Angie Thomas: It's been amazing. I will be honest: I don't read the reviews, as it feels like I'm invading the readers' privacy. I really do think it's important that readers have a safe space to say what they feel like saying about a book without worrying how the author will take it. Also, I don't want it to mess with me mentally as I'm writing this second book.

But I've been told there are great reviews on there, and that is amazing to me. That's an honor to me to even know that that many people connect with the book and enjoy the book.

GR: There's been such a phenomenal response to your book. What has the last year been like for you? Did you ever imagine that something you wrote would make such an impression?

AT: I did not. When you're sitting there writing it by yourself and not sure even if an agent will want it—it blows my mind. I could never have imagined it. This past year has been incredible, not just the success of the book and it being on the New York Times bestseller list and the nominations and all that sort of thing, but seeing how it has successfully found its readership and how it has successfully reached the kids I wanted it to reach. That's the best part absolutely: hearing the stories of how it has helped change people's perspective, or even how it has changed their lives, or how it's given some young readers the first mirror of themselves that they've seen in a book. I'm honestly honored to know that something I did has affected so many people. This year has been very humbling in that sense. Sometimes I think I'm going to wake up and this is like the most detailed, vivid dream ever.

GR: When you were writing the book, were you aware that you might be treading new ground in YA fiction, approaching issues in a way that hadn't been done before?

AT: Well, I wasn't and I was. As far as I knew, I hadn't read a lot of things that were like it. There were books that touched on the same topics, like All American Boys and How It Went Down, but I hadn't seen a book about it from a girl's perspective, and I thought OK, let's try this. But I didn't really know. I've had so many people say to me, "I've never read anything like this," and I'm like, "Wow." I guess I didn't realize because when you're writing, you're always thinking I may end up finding out about a book that nobody ever knew about, and all of a sudden when my book comes out, they're going to be like, "You copied my book!" I had no idea going into this that it would be something so different for YA. I'm glad that it is, and I hope we see more of it. I hope we see more diverse voices in YA and more diverse narratives in YA.

-- Objectives --
(a) Do these statements agree with the interview with Angie Thomas? For each, answer yes or no and quote the words of the interview that decide it. (i) Thomas reads the reviews of her book. (ii) Her book has been on the New York Times bestseller list. (iii) Before writing, she had seen a book on these topics told from a girl's perspective.
(b) Reproduce the interview with Angie Thomas word for word, everything from "GR: There's been" down to "such an impression?".
The lines that follow have nothing to do with the interview.

-- Extracted entries --

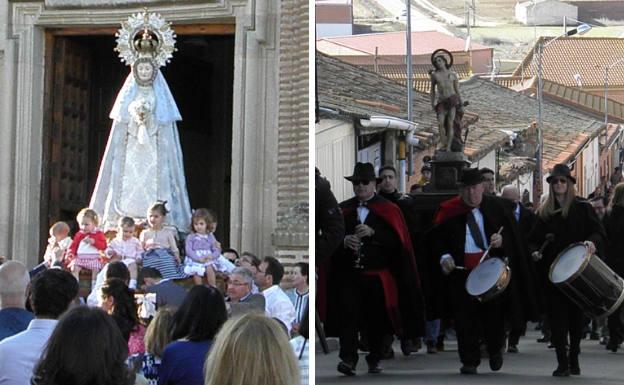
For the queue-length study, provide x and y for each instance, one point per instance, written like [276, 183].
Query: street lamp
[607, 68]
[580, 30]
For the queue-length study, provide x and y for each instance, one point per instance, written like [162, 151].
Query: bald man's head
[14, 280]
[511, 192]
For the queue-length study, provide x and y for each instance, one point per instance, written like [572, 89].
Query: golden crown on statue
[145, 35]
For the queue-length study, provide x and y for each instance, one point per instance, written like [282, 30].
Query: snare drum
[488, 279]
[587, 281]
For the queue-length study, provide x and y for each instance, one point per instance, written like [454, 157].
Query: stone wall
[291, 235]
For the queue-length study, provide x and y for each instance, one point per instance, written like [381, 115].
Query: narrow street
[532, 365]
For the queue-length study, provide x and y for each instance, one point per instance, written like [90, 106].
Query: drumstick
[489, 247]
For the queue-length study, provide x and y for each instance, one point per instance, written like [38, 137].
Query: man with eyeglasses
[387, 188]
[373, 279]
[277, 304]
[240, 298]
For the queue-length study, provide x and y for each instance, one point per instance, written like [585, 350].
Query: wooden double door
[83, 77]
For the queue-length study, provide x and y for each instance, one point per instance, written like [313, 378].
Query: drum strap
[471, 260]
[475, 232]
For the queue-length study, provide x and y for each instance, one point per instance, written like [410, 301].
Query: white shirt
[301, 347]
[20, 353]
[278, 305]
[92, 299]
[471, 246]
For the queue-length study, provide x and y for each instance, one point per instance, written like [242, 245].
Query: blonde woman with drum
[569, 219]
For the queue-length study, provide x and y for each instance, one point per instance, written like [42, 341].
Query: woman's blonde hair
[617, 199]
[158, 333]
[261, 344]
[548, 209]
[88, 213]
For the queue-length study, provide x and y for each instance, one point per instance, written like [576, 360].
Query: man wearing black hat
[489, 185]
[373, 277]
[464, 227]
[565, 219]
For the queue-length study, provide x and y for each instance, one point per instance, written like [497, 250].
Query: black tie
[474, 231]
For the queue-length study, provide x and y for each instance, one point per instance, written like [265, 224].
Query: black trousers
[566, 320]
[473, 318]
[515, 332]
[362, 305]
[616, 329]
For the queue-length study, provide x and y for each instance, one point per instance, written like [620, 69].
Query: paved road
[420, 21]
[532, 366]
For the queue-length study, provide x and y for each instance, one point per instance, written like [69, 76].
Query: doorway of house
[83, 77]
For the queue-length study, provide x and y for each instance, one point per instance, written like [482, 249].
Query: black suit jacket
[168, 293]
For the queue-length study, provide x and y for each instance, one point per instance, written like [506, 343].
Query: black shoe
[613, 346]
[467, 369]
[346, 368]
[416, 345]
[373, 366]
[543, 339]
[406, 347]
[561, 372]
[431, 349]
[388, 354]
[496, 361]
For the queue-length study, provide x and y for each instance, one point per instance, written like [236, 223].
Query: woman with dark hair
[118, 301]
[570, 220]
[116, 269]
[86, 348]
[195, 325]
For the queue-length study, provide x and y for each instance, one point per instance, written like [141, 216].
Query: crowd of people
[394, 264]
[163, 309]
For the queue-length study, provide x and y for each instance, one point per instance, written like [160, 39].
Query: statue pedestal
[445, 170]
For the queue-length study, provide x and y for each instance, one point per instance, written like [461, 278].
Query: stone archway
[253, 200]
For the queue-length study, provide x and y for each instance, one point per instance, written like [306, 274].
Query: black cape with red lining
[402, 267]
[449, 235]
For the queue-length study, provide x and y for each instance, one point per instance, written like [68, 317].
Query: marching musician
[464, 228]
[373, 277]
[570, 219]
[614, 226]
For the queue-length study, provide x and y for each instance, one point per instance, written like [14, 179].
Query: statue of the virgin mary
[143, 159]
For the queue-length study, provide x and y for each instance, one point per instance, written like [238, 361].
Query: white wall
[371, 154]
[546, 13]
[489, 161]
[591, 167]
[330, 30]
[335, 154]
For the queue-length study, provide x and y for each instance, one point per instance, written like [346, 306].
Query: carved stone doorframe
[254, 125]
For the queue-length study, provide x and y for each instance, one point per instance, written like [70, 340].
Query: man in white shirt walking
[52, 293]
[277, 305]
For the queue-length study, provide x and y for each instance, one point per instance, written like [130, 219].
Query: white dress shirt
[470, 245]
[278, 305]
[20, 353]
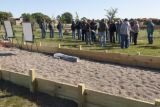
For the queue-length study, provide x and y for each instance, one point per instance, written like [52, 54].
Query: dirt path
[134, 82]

-- Answers given --
(a)
(i) No: "I don't read the reviews"
(ii) Yes: "it being on the New York Times bestseller list"
(iii) No: "I hadn't seen a book about it from a girl's perspective"

(b)
GR: There's been such a phenomenal response to your book. What has the last year been like for you? Did you ever imagine that something you wrote would make such an impression?